Your task is to retype, exactly and without pictures, the line holding "smartphone, as pixel coordinates." and each line that follows it to the end of the entries.
++++ Provided material ++++
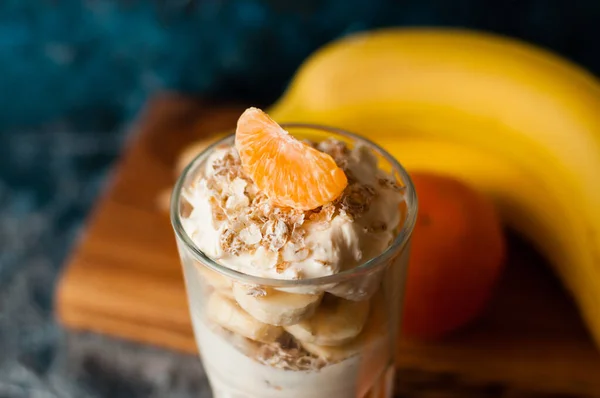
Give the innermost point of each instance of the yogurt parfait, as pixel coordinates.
(294, 241)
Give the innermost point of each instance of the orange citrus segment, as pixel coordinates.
(291, 173)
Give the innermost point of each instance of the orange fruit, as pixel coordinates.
(457, 257)
(291, 173)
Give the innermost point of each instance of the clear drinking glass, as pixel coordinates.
(243, 368)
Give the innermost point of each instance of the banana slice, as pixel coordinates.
(276, 307)
(226, 313)
(219, 282)
(358, 289)
(373, 337)
(336, 322)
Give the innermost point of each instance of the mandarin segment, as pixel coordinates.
(291, 173)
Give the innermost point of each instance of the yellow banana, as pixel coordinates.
(515, 121)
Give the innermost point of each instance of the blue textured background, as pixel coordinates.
(72, 73)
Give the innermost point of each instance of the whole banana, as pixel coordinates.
(513, 120)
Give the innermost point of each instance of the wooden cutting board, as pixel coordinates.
(124, 279)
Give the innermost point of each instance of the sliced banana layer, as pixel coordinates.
(219, 282)
(226, 313)
(375, 334)
(336, 322)
(276, 307)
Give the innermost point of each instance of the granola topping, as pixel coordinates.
(234, 219)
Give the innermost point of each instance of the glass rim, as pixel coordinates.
(397, 245)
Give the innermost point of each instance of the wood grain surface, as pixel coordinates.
(124, 279)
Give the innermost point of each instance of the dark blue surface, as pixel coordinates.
(73, 72)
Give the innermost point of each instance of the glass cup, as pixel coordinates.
(246, 357)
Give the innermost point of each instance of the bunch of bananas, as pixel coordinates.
(512, 120)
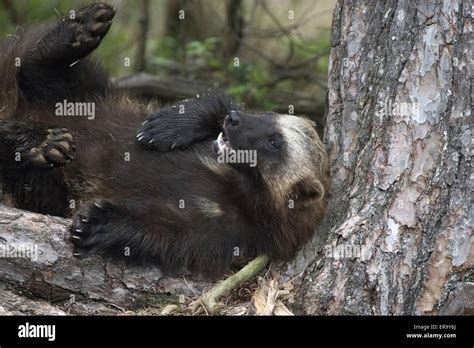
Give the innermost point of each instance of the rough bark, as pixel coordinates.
(37, 262)
(401, 206)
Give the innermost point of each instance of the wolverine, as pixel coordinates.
(150, 186)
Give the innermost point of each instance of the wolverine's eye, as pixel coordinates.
(275, 141)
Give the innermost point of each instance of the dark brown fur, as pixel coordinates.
(133, 209)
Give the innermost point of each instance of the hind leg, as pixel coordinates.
(55, 67)
(30, 157)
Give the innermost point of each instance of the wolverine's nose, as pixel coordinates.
(233, 118)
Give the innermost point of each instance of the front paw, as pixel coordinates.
(56, 150)
(91, 230)
(90, 25)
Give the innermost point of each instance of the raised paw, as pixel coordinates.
(91, 229)
(56, 150)
(91, 24)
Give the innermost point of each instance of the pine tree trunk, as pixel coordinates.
(398, 235)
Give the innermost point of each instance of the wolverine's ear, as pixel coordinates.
(308, 191)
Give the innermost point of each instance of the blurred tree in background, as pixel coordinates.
(269, 54)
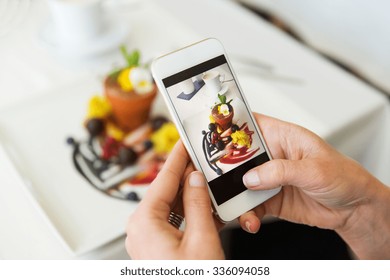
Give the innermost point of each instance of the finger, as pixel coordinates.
(197, 206)
(278, 172)
(250, 221)
(164, 188)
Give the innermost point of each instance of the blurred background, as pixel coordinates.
(321, 64)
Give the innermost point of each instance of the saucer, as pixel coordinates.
(223, 90)
(113, 34)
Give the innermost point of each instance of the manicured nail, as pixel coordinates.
(248, 227)
(196, 180)
(251, 179)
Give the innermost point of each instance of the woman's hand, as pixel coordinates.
(151, 236)
(321, 187)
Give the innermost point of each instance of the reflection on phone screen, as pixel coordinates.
(217, 123)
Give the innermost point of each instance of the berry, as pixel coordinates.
(133, 196)
(235, 128)
(148, 144)
(70, 141)
(220, 145)
(212, 127)
(127, 156)
(214, 137)
(95, 127)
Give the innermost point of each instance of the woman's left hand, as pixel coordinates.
(151, 236)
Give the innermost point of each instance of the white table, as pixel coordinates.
(302, 88)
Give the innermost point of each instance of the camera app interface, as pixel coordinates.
(218, 125)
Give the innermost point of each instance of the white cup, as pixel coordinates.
(76, 21)
(213, 80)
(187, 86)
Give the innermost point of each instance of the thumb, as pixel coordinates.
(278, 172)
(197, 205)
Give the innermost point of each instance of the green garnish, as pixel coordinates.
(222, 98)
(132, 58)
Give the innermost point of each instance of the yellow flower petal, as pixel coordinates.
(165, 138)
(241, 138)
(98, 107)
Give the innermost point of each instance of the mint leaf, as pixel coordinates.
(133, 58)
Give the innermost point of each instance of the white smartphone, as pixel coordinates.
(215, 123)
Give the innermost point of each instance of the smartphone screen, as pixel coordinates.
(218, 125)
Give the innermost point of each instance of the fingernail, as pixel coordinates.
(196, 180)
(248, 227)
(251, 179)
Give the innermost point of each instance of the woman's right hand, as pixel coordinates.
(321, 188)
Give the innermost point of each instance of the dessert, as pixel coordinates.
(130, 90)
(226, 142)
(125, 148)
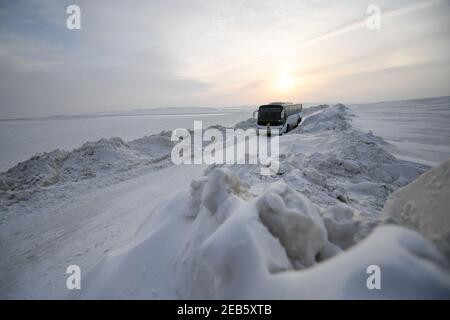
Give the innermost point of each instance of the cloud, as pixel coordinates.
(153, 53)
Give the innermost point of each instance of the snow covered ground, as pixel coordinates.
(419, 129)
(22, 138)
(140, 227)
++++
- **Answer space**:
Give the innermost point of each instance of the white smartphone, as pixel coordinates.
(215, 123)
Give the innermost point of each instance of the smartphone screen, as pixel coordinates.
(218, 125)
Give the innermost point of each instance of the fingernail, as pixel coordinates.
(196, 180)
(248, 227)
(251, 179)
Give the innermost point of each instance of the woman's right hand, as pixel coordinates.
(321, 188)
Give the innermost point of each instance of the dessert, as pixel coordinates.
(130, 90)
(226, 142)
(125, 148)
Give the innermost point of each instance of the cloud, as pixel coordinates.
(153, 53)
Give the innermost point of each instance of the snow covered ground, as pixel coordinates.
(419, 129)
(22, 138)
(140, 227)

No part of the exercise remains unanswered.